りんごは1本では実がならず、異なる品種を並べて植えつけることで自然に受粉して実がつきます。

結実率のよい果樹ではありますが、確実に成功させるためには人工授粉で促してあげるとよいでしょう。

りんごの花を摘みとり、異なる品種の花にやさしくこすりつけます。人工授粉は、開花してから10日以内に行います。

また、授粉には品種の組み合わせも重要なポイントです。相性が悪く、人工授粉をしても実がつかないこともあるため、苗木を購入する際は相性の確認が必要です。

【おいしいりんごを育てるコツ2】捻枝(ねんし)

捻枝とは、枝を捻って下向きに曲げることです。りんごは高い位置にある芽のほうに栄養が送られる性質があります。

----------

作業依頼 A:
りんごの育て方の文章から、「授粉」という語を含む文をすべて抜き出してください。「受粉」と書かれた文は含めません。
作業依頼 B:
りんごの育て方の文章の、"結実率のよい果樹ではあります"から"る際は相性の確認が必要です。"までを、両端の語句も含めてそのまま書き写してください。

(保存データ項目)

----------

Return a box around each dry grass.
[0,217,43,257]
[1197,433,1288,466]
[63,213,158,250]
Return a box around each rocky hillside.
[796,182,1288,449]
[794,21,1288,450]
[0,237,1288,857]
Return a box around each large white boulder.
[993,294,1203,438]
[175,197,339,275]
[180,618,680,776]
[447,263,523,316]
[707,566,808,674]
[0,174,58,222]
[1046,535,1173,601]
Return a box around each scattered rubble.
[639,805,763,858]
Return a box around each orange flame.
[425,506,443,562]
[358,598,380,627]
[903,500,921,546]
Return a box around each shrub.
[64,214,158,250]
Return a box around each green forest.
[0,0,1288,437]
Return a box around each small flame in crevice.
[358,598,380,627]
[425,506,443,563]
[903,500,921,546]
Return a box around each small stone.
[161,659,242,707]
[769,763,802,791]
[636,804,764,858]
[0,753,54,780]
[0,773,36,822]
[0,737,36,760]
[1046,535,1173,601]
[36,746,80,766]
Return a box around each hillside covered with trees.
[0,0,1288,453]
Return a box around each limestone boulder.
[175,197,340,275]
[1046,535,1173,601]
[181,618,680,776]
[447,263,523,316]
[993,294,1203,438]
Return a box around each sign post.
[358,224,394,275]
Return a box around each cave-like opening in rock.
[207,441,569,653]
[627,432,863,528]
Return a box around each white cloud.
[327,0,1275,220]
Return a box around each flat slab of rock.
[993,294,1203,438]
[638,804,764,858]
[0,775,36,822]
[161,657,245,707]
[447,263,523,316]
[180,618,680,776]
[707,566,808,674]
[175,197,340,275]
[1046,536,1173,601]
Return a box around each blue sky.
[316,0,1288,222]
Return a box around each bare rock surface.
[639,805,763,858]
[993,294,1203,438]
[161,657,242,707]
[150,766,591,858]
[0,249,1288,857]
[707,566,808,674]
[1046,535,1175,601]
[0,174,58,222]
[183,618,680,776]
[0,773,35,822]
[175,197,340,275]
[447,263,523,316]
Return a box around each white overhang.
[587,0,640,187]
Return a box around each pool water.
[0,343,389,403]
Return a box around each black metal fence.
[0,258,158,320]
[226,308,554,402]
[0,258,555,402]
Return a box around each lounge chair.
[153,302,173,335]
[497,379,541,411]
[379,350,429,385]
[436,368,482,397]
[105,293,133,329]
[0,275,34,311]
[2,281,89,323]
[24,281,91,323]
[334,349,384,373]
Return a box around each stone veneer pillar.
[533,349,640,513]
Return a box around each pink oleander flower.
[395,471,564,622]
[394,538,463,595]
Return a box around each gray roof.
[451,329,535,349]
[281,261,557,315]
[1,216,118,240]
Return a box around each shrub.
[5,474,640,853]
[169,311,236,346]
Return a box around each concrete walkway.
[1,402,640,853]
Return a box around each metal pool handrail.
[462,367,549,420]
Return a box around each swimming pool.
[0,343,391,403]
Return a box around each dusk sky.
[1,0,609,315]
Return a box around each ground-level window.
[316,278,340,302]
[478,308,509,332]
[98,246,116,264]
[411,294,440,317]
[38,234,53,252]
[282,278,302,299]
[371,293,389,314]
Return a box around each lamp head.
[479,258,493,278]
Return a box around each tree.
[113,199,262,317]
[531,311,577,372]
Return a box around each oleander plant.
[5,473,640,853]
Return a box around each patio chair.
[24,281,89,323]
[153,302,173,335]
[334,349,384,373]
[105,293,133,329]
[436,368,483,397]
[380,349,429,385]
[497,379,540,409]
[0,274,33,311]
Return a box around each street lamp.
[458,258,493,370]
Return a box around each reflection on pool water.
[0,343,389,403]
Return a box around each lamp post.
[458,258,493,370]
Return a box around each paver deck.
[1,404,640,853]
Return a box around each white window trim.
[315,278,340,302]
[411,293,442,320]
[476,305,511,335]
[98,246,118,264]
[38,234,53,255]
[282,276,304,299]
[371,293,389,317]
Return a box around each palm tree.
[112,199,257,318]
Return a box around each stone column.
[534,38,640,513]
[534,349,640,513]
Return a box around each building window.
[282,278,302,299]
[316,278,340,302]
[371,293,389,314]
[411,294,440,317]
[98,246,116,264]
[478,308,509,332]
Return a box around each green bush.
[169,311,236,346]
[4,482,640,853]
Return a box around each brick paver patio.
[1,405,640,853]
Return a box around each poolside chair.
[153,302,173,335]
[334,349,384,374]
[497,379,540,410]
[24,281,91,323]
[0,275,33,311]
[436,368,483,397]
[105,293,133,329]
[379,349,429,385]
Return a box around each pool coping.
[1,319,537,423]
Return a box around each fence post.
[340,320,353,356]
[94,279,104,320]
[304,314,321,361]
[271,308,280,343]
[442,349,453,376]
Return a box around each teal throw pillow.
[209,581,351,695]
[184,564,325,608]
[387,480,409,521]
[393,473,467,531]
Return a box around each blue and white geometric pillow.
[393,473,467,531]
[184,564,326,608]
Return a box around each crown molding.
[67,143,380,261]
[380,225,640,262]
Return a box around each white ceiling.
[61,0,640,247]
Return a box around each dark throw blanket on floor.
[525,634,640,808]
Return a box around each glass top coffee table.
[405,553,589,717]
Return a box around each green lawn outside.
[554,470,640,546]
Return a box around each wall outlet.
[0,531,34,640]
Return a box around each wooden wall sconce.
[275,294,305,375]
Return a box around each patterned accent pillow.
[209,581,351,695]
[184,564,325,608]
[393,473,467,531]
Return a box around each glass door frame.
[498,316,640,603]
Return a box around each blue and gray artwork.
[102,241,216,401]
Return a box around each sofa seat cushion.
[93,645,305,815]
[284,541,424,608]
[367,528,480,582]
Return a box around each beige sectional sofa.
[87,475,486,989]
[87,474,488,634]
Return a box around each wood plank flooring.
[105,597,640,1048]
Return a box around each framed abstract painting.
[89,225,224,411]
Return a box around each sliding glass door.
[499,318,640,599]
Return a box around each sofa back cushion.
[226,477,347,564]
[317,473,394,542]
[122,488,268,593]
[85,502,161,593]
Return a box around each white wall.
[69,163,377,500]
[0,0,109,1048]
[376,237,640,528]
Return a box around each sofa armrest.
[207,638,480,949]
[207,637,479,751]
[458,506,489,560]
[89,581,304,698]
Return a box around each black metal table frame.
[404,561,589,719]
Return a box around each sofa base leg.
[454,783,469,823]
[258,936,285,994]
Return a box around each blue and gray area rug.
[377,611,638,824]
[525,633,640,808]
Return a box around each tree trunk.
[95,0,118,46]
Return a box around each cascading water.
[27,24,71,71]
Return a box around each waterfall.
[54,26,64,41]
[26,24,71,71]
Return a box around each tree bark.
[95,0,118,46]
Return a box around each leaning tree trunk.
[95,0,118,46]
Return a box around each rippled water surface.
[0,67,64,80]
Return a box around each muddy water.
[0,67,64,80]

----------

最終回答 A:
- 結実率のよい果樹ではありますが、確実に成功させるためには人工授粉で促してあげるとよいでしょう。
- 人工授粉は、開花してから10日以内に行います。
- また、授粉には品種の組み合わせも重要なポイントです。
- 相性が悪く、人工授粉をしても実がつかないこともあるため、苗木を購入する際は相性の確認が必要です。

最終回答 B:
結実率のよい果樹ではありますが、確実に成功させるためには人工授粉で促してあげるとよいでしょう。

りんごの花を摘みとり、異なる品種の花にやさしくこすりつけます。人工授粉は、開花してから10日以内に行います。

また、授粉には品種の組み合わせも重要なポイントです。相性が悪く、人工授粉をしても実がつかないこともあるため、苗木を購入する際は相性の確認が必要です。